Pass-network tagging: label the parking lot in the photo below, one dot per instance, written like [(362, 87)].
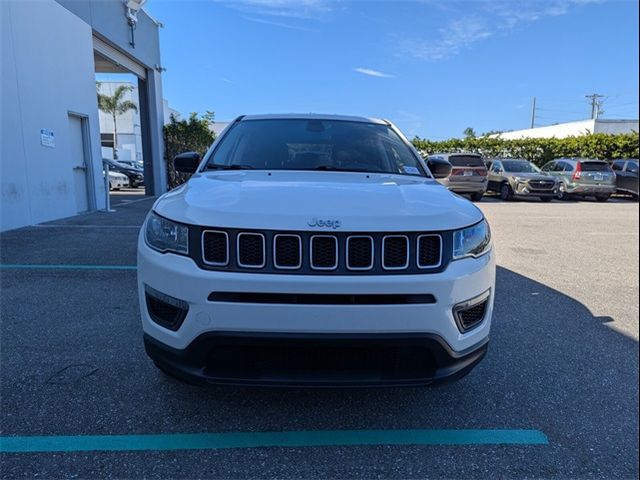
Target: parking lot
[(563, 361)]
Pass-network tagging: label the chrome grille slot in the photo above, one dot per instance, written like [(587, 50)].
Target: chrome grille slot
[(215, 247), (304, 252), (429, 251), (360, 252), (287, 251), (324, 252), (395, 252), (251, 250)]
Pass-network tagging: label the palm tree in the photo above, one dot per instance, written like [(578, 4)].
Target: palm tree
[(114, 105)]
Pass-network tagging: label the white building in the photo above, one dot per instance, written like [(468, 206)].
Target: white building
[(217, 127), (129, 138), (51, 162), (573, 129)]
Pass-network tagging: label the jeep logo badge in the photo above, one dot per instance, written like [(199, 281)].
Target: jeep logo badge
[(319, 222)]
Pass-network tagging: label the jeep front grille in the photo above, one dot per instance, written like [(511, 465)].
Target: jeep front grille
[(251, 250), (305, 252), (360, 252)]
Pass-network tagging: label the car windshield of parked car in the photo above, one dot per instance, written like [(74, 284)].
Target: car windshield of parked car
[(466, 161), (312, 144), (595, 166), (520, 167)]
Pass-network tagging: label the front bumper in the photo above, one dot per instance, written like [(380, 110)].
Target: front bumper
[(210, 323), (232, 358), (465, 186), (523, 189), (595, 189)]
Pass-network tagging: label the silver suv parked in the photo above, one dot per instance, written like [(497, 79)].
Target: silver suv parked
[(518, 177), (468, 175), (582, 177)]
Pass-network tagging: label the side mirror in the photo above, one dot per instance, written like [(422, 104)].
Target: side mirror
[(439, 167), (186, 162)]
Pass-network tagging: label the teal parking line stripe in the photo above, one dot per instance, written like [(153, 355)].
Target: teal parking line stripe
[(209, 441), (65, 267)]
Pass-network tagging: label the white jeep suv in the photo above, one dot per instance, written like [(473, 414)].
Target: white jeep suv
[(314, 250)]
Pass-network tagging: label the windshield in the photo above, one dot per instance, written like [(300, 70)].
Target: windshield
[(595, 167), (520, 166), (310, 144), (466, 161)]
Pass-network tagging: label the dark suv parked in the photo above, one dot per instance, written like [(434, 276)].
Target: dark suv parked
[(626, 176), (582, 177)]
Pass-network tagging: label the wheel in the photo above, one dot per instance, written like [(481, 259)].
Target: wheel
[(477, 196), (562, 192), (506, 193)]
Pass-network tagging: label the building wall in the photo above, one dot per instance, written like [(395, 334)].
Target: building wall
[(47, 72), (616, 126), (563, 130), (107, 19), (574, 129)]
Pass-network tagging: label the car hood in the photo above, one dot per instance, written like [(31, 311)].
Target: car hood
[(531, 176), (292, 200)]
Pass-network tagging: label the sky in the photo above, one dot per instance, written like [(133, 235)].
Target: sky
[(432, 67)]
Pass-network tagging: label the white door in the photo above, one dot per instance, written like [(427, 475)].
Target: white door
[(78, 161)]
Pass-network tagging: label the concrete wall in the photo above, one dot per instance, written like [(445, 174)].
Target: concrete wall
[(107, 19), (47, 72)]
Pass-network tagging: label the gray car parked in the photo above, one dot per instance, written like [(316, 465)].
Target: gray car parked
[(582, 177), (468, 173), (518, 177)]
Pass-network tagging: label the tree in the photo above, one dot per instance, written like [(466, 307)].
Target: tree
[(192, 135), (469, 133), (115, 105)]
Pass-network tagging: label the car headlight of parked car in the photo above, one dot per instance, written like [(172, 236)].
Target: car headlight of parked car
[(166, 236), (472, 241)]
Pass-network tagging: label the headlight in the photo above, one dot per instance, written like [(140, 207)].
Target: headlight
[(166, 236), (472, 241)]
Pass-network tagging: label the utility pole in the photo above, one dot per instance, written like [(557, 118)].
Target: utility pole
[(533, 113), (596, 104)]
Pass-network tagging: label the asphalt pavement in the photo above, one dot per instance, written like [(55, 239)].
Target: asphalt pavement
[(563, 360)]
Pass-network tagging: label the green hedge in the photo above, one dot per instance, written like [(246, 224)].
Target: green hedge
[(539, 150), (190, 135)]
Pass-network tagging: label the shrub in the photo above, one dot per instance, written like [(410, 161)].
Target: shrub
[(192, 135), (539, 150)]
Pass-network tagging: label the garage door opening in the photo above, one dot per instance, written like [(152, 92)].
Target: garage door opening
[(124, 131)]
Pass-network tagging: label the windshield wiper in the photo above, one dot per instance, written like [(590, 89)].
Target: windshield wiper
[(331, 168), (213, 166)]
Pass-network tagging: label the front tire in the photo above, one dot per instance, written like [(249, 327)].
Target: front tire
[(477, 196), (506, 193)]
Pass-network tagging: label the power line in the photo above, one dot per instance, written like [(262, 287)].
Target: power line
[(596, 104)]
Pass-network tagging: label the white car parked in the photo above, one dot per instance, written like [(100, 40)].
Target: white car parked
[(314, 250), (117, 180)]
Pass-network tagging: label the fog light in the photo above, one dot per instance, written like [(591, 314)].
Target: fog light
[(470, 313), (165, 310)]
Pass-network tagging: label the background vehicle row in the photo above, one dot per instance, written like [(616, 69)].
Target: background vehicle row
[(562, 178)]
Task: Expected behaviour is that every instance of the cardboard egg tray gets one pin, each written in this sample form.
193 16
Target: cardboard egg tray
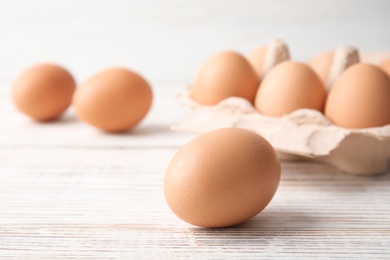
303 134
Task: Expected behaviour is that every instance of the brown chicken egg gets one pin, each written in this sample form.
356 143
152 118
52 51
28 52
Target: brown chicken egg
222 178
224 75
114 100
43 92
322 63
290 86
360 98
385 65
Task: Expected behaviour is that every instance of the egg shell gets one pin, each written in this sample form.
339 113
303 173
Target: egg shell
224 75
290 86
114 100
222 178
385 65
360 98
256 59
321 64
43 92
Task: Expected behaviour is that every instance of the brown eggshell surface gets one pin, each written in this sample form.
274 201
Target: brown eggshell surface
288 87
385 65
224 75
114 100
43 92
360 98
222 178
322 64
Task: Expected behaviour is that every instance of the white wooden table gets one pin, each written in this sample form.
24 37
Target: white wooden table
68 191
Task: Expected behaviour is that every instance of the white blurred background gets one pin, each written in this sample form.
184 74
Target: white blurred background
167 40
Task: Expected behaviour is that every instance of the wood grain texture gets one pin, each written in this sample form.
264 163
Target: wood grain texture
68 191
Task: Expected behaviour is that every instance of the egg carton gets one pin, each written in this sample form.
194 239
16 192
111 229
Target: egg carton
303 134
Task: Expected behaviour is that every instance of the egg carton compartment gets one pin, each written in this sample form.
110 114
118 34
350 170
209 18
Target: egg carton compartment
303 134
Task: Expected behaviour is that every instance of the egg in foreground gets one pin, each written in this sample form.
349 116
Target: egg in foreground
222 178
43 92
385 65
114 100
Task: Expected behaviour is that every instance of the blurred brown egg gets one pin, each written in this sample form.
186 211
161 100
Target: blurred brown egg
256 59
385 65
114 100
43 92
322 64
288 87
227 74
222 178
360 98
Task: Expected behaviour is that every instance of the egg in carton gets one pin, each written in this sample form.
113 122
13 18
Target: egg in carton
303 134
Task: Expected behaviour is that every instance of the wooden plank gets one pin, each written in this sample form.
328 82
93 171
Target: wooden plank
108 203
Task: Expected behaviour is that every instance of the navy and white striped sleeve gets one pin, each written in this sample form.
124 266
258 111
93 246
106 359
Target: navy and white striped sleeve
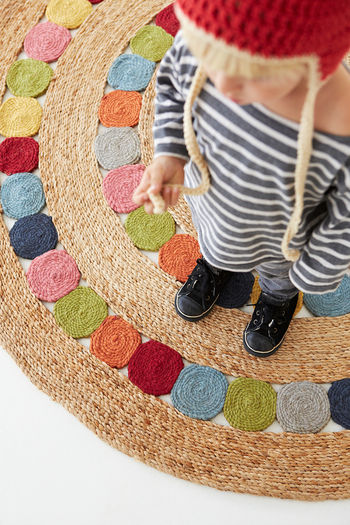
326 257
169 106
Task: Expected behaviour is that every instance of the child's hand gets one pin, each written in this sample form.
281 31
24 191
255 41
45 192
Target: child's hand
163 170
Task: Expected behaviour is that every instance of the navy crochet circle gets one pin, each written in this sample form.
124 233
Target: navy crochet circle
339 399
33 235
237 290
130 72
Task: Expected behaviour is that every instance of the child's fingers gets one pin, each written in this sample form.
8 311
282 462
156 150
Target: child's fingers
142 188
174 196
166 194
148 207
156 180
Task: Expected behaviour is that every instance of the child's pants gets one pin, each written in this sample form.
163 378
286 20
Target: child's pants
274 279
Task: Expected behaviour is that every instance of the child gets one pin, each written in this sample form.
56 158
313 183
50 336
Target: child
253 115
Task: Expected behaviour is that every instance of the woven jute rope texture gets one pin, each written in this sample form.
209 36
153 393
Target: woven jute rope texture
146 427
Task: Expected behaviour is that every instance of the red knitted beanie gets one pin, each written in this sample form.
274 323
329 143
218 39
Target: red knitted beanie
251 34
272 29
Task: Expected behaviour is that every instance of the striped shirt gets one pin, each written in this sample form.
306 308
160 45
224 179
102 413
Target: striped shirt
251 154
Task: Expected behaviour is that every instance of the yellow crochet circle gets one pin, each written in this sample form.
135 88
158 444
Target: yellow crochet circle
68 13
20 117
256 291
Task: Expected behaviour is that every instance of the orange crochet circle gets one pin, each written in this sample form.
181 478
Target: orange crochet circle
178 256
120 109
254 296
114 341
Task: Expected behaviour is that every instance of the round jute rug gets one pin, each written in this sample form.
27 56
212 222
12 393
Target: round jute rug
298 466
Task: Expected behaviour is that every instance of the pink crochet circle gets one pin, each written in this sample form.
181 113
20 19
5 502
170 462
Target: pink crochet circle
52 275
47 41
119 185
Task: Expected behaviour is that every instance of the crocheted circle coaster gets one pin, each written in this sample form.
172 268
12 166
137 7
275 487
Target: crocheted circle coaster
250 404
119 185
130 72
117 147
20 117
254 296
303 407
154 368
33 235
18 154
115 341
179 255
68 13
80 312
29 77
149 232
339 398
120 109
199 392
53 275
151 42
168 20
330 304
237 290
22 194
47 41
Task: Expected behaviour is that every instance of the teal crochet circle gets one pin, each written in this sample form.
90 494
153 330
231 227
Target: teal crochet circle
22 194
199 392
330 304
130 72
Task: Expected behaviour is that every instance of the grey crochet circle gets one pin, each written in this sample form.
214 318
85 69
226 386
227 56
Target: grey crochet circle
302 407
117 147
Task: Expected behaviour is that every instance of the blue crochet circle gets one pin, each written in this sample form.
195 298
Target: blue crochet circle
33 235
237 290
130 72
339 399
199 392
22 194
330 304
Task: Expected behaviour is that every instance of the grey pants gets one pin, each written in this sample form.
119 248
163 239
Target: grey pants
274 279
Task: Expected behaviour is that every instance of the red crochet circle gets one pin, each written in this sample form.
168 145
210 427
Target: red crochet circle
154 368
18 154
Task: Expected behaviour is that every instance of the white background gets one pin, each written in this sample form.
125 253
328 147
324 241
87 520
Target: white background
53 470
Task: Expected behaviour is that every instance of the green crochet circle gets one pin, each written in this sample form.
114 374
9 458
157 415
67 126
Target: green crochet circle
250 404
149 232
151 42
29 77
80 312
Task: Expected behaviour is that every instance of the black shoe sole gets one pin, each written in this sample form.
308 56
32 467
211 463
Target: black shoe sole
261 353
193 319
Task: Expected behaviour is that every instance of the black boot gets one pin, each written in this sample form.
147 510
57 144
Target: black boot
200 292
265 332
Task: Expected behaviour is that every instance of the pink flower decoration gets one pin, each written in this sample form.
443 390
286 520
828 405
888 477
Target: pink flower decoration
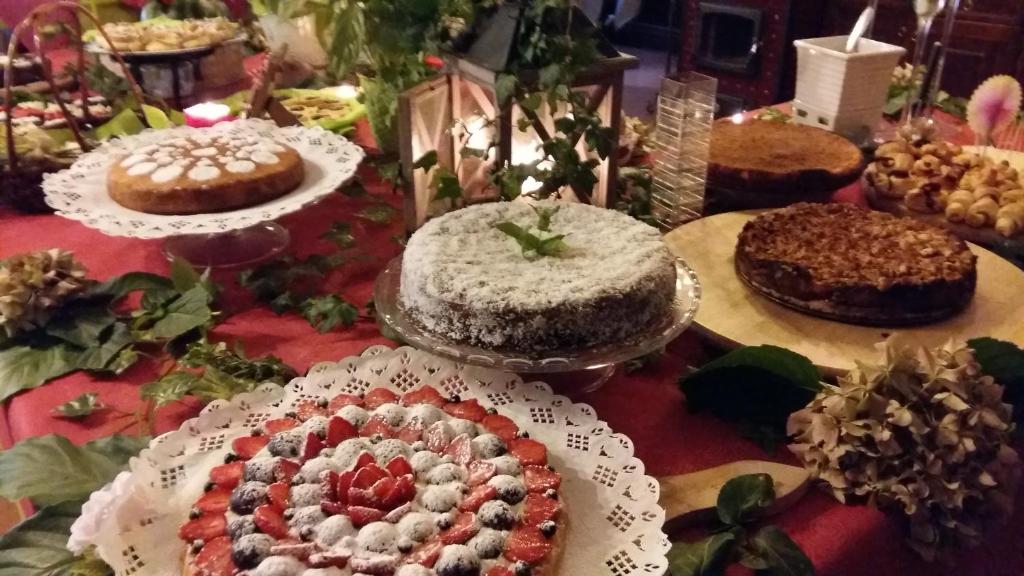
993 105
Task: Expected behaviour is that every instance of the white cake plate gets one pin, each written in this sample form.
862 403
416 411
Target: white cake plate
213 240
568 371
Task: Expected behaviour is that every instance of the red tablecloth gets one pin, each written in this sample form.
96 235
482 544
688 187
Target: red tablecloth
646 406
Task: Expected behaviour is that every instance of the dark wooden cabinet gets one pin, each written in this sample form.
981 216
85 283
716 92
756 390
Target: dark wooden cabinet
988 36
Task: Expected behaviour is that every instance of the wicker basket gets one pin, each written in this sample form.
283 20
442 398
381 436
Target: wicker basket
20 178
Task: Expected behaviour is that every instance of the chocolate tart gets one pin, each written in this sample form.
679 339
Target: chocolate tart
851 264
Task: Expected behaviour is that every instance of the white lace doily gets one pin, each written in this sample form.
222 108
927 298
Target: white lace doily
614 522
80 192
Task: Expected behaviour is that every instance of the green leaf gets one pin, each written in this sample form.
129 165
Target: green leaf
80 407
120 286
758 385
743 497
448 184
188 312
327 313
781 554
38 545
427 161
704 558
50 469
1005 362
81 325
378 213
341 235
24 367
171 387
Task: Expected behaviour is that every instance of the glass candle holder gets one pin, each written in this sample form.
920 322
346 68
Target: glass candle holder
681 147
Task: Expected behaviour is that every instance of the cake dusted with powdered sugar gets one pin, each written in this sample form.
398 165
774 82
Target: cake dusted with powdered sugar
467 281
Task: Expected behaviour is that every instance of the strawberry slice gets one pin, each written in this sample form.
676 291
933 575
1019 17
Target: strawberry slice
227 476
502 426
280 495
477 497
461 450
540 479
270 521
377 425
404 491
528 452
467 409
399 466
379 397
215 559
539 508
365 459
480 471
426 395
312 447
526 544
341 401
329 485
368 476
285 469
280 424
437 437
344 483
215 500
361 516
339 429
206 528
248 446
464 528
412 432
307 409
426 553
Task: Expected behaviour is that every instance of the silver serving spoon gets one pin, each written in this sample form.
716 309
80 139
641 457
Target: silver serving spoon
863 23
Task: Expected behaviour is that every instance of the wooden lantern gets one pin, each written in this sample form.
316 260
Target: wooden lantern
459 111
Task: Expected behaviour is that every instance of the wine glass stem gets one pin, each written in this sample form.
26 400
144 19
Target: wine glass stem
920 49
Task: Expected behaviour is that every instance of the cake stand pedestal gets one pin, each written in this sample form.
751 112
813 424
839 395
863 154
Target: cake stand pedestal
570 372
229 249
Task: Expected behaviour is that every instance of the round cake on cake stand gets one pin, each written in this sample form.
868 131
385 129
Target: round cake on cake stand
570 371
227 239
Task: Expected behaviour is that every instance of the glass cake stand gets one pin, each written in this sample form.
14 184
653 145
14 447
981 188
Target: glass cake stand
568 371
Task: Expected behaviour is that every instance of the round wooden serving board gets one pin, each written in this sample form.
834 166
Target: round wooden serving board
733 315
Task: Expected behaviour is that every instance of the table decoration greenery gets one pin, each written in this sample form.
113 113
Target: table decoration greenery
735 538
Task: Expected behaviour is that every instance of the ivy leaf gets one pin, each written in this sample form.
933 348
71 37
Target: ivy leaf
341 235
448 184
755 385
1005 362
24 367
50 469
38 545
779 552
327 313
427 161
79 407
505 88
704 558
171 387
742 497
378 213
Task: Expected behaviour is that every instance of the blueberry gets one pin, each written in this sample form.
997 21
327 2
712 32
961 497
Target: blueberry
251 549
248 496
242 526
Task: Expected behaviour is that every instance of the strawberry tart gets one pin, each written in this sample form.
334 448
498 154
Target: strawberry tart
380 485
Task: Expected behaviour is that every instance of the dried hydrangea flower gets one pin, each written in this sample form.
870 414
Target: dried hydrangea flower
924 433
34 285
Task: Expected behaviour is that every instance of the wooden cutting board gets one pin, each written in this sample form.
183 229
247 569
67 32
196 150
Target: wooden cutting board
689 499
732 315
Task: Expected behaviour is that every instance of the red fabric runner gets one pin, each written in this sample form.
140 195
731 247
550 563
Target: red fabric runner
646 406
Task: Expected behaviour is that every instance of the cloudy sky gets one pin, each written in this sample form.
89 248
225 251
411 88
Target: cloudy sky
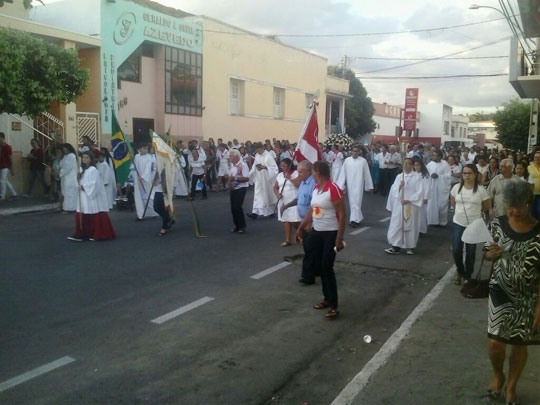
369 16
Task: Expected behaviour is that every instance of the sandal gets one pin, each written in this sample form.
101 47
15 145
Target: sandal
321 305
332 313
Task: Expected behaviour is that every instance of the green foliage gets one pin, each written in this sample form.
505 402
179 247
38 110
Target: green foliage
512 124
34 73
358 110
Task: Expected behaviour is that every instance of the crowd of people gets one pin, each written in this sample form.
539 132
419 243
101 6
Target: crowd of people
421 186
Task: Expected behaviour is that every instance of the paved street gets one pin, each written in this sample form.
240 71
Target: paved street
250 341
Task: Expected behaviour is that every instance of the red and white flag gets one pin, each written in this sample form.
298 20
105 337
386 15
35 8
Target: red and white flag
308 144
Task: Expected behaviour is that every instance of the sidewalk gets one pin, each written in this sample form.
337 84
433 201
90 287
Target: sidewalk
444 359
24 205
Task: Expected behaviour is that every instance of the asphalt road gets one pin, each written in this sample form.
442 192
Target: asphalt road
252 341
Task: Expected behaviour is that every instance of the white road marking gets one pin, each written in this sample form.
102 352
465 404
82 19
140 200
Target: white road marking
35 373
359 382
266 272
181 310
365 228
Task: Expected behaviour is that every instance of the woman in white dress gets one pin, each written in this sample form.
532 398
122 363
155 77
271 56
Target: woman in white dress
223 155
286 191
68 178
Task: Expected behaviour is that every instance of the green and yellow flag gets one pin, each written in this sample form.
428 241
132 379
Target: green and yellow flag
121 152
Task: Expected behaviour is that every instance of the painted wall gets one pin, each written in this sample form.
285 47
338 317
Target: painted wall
262 64
90 100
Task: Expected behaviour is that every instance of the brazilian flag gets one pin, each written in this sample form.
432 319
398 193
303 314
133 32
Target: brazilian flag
121 152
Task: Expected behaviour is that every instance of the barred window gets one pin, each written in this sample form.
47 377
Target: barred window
183 82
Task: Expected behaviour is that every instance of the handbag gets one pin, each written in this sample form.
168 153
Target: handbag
477 287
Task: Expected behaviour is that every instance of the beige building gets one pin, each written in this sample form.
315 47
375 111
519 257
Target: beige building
257 88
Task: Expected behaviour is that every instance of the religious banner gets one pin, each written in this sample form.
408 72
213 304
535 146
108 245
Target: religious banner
411 109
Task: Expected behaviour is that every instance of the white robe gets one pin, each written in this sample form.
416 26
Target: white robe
404 227
437 209
337 164
288 193
93 198
426 182
180 186
356 177
146 169
264 198
68 182
103 169
112 183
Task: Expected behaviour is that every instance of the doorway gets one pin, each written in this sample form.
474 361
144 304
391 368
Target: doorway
141 130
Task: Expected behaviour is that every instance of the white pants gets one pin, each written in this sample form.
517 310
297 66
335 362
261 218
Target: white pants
5 182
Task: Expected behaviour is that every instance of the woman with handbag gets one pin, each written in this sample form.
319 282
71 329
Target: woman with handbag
469 200
514 288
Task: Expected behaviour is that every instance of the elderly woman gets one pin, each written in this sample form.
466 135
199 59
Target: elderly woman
327 217
514 288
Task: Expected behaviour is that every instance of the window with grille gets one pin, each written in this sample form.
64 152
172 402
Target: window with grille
183 82
236 97
279 96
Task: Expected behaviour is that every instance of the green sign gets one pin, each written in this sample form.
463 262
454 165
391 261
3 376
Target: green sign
125 25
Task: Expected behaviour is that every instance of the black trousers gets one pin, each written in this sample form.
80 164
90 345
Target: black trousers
159 207
237 200
308 264
384 181
194 179
323 243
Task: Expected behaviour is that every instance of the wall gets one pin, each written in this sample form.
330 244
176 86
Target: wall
262 63
90 100
141 97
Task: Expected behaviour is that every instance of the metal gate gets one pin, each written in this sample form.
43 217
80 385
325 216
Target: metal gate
88 125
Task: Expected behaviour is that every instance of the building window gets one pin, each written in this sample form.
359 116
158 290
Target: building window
236 97
183 82
279 101
130 70
309 101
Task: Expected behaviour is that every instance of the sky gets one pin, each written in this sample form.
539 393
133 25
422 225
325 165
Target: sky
368 16
323 17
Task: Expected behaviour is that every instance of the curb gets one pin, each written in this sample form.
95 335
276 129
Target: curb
32 208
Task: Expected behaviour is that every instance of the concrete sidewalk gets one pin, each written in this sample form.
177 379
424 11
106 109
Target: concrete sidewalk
29 204
444 360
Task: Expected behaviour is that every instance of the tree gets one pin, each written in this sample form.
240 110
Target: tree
359 109
512 124
34 73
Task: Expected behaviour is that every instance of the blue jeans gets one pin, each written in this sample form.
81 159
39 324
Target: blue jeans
457 251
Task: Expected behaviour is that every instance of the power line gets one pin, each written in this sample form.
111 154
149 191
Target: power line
357 34
439 57
426 59
359 76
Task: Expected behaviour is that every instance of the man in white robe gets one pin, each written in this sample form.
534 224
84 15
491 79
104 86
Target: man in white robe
405 201
441 178
355 175
337 163
144 172
263 175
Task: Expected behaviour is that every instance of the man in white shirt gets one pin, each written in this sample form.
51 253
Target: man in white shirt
263 174
197 161
356 176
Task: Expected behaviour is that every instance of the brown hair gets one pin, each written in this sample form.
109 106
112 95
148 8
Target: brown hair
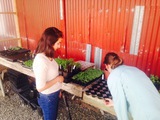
113 59
49 37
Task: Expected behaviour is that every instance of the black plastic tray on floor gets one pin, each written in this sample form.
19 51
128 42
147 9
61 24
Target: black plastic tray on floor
86 84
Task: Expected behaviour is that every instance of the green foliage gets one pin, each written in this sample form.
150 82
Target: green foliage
67 63
87 75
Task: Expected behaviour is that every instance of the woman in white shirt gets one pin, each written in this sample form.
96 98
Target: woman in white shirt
48 81
134 95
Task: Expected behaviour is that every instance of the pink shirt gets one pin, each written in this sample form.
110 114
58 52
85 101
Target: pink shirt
45 70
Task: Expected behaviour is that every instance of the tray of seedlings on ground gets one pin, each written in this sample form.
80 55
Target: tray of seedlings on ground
28 63
68 68
86 77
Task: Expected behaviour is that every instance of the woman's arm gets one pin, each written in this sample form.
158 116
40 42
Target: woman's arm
51 83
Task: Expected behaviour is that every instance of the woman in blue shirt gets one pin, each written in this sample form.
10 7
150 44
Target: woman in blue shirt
134 95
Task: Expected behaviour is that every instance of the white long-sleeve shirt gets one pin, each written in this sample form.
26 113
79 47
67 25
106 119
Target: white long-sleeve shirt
45 70
133 92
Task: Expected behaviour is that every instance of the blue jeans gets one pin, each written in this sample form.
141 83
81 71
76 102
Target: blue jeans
49 105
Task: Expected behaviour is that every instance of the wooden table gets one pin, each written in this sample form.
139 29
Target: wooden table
72 88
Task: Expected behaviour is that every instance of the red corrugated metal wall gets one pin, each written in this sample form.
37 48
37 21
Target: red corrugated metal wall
107 24
34 17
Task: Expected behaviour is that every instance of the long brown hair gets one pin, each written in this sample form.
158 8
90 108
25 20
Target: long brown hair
49 37
113 59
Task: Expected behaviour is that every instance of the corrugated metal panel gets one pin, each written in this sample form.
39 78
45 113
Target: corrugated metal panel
8 27
106 24
35 16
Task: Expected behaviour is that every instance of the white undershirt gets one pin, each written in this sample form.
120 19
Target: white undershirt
45 70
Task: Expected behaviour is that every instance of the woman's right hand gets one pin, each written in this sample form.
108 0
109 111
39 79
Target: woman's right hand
60 79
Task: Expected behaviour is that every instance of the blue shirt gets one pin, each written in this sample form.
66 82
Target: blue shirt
133 94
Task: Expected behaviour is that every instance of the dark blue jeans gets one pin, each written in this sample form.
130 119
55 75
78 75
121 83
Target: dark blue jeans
49 105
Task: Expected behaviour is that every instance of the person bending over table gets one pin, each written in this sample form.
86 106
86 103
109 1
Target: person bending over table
134 95
45 68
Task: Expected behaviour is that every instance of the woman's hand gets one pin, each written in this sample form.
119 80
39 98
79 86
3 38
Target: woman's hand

·····

- **WHAT YOU NEED TO DO**:
In the entries above, find the line with "Target: asphalt pavement" and the line with "Pass-network tagging: label the power", then restate word for word both of them and every line between, with nothing more.

- **SOLVED PROBLEM**:
Target: asphalt pavement
[(563, 360)]
Pass-network tagging: label the green hedge in the photo above, one dot per instance, written like [(246, 224)].
Target: green hedge
[(539, 150), (190, 135)]
Pass-network tagging: label the shrub in the photo above, one dot per instance, written like [(410, 161)].
Target: shrub
[(192, 135), (539, 150)]
Pass-network tagging: label the garage door opening in the photo above, one dot per instance, written like [(152, 92)].
Target: garage door opening
[(124, 131)]
Pass-network tagging: label the windshield wiper in the photo above, one dot per instance, written like [(590, 89)].
Target: windshield wiper
[(331, 168), (213, 166)]
Pass-network tagging: label the front tire in the photo above, one dot per instance, written like [(249, 327)].
Target: front tire
[(477, 196), (506, 193)]
Pass-network tagging: label the power line in the photo above, one dot per instance, written like [(262, 287)].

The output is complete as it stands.